Exercise details —
Copy out the records below word for word, omitting the pictures.

Records supplied —
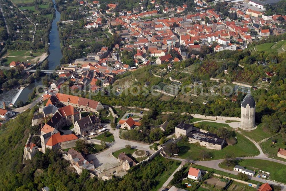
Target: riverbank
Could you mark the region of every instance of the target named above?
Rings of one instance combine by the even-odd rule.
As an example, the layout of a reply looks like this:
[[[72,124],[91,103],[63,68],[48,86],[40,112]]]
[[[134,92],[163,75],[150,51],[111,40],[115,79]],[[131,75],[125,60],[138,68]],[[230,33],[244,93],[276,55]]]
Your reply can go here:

Result —
Target: riverbank
Could you mark the region of every instance of the target named above?
Rings of one instance combine by the even-odd rule.
As an example, the layout of a reply looks like this:
[[[72,124],[91,103],[63,68],[48,86],[40,112]]]
[[[134,92],[163,75],[150,51],[111,40],[115,79]],[[131,75],[125,60],[138,68]],[[230,33],[244,93],[276,55]]]
Your reply can go here:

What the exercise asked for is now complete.